### ЗАДАНИЕ 1
Перепишите из интервью об Эдварде Сноудене всё, что идет от слов «Данила Гальперович: Первый» и ниже до слов «миграционной службы России.» включительно, без единого изменения.
### ЗАДАНИЕ 2
Сообщите, в скольких строках записей встречается слово «sign», считая регистр букв значимым. В ответе укажите только число.

### ТЕКСТ ДЛЯ ЧТЕНИЯ
══════════════════════════════

МОСКВА —
Анатолий Кучерена, адвокат и член Общественной палаты России, стал своеобразным посредником между бывшим контрактором Агентства по национальной безопасности США Эдвардом Сноуденом, находящимся в транзитной зоне аэропорта Шереметьево, и внешним миром. В интервью Русской службе Голоса Америки Кучерена рассказал о проблемах своего подопечного.
Данила Гальперович: Первый вопрос: где сейчас находится Эдвард Сноуден, и каково его морально-психологическое состояние?
Анатолий Кучерена: На сегодняшний день Эдвард находится в транзитной зоне аэропорта Шереметьево. Что касается его психологического состояния, то, конечно, когда человек находится в ожидании, для него очень важно, чтобы его вопрос как можно скорее был решен. Но, к сожалению, те процедуры, которые существуют сегодня в рамках действующего российского законодательства, пока не позволяют нам быстро разрешить этот вопрос. Он подал прошение на предоставление ему временного убежища на территории Российской Федерации в соответствии с нашим законодательством, эта процедура была оформлена 16 июля, потому что после подачи им заявления есть определенные действия, которые должны были совершить сотрудники Федеральной миграционной службы России.

══════════════════════════════

### ИМЕЮЩИЕСЯ ЗАПИСИ
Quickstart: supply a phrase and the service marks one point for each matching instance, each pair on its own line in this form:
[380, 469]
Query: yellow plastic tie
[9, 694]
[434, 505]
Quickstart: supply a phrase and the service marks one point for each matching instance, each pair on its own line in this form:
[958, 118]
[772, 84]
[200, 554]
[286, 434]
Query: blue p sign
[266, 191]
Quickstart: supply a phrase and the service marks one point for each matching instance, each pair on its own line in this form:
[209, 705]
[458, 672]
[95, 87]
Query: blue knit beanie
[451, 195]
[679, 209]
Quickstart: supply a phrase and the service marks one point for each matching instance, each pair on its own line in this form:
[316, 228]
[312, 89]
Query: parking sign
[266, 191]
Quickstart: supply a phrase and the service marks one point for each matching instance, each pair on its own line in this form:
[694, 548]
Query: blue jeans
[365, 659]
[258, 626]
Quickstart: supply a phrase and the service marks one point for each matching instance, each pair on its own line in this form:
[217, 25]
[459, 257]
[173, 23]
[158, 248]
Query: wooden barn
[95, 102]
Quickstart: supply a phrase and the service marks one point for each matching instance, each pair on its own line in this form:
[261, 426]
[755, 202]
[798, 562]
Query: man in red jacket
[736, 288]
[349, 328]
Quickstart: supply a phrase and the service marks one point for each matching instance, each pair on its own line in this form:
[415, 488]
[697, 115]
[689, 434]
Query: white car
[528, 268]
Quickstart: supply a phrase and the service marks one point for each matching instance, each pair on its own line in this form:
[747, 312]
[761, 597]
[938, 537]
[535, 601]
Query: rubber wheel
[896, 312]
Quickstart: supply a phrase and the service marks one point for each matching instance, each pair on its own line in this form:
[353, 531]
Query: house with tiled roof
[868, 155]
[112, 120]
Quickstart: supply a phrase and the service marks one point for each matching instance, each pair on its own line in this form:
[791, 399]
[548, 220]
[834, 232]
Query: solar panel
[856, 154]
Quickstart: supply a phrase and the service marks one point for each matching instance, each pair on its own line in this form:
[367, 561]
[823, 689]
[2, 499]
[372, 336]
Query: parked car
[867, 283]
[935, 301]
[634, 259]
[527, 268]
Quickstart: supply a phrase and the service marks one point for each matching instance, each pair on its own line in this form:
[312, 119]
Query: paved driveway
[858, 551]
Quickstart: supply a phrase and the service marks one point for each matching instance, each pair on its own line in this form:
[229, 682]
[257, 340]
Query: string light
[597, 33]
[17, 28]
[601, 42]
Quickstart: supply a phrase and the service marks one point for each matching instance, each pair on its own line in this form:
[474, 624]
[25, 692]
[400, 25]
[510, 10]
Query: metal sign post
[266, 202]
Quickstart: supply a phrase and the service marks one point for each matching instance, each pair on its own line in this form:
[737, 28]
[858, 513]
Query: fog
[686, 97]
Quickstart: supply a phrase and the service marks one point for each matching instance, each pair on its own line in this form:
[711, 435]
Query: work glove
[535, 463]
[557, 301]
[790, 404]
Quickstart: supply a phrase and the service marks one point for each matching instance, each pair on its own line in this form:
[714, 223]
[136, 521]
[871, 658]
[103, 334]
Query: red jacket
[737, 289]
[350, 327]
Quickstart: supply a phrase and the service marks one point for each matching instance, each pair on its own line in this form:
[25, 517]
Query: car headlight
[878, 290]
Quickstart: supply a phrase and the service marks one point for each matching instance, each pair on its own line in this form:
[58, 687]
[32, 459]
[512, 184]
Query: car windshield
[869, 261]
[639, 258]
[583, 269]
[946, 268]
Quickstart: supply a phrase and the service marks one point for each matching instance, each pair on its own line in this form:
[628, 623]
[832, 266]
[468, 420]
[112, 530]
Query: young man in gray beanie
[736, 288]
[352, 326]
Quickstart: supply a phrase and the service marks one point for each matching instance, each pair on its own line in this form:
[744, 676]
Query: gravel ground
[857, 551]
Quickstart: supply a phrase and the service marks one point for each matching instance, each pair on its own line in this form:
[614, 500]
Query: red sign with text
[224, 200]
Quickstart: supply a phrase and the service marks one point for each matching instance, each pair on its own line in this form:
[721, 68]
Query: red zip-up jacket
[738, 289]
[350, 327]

══════════════════════════════

### ПИСЬМЕННОЕ РЕШЕНИЕ 1
Данила Гальперович: Первый вопрос: где сейчас находится Эдвард Сноуден, и каково его морально-психологическое состояние?
Анатолий Кучерена: На сегодняшний день Эдвард находится в транзитной зоне аэропорта Шереметьево. Что касается его психологического состояния, то, конечно, когда человек находится в ожидании, для него очень важно, чтобы его вопрос как можно скорее был решен. Но, к сожалению, те процедуры, которые существуют сегодня в рамках действующего российского законодательства, пока не позволяют нам быстро разрешить этот вопрос. Он подал прошение на предоставление ему временного убежища на территории Российской Федерации в соответствии с нашим законодательством, эта процедура была оформлена 16 июля, потому что после подачи им заявления есть определенные действия, которые должны были совершить сотрудники Федеральной миграционной службы России.

### ПИСЬМЕННОЕ РЕШЕНИЕ 2
4